══ Records for the exercise
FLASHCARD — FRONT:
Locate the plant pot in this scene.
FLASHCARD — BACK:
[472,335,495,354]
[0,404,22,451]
════
| Task requirements |
Rewrite the records above with "plant pot" changed to "flowerpot", keeping every other line and word the same.

| Result below |
FLASHCARD — FRONT:
Locate the flowerpot in this scene.
FLASHCARD — BACK:
[472,335,495,354]
[0,404,22,451]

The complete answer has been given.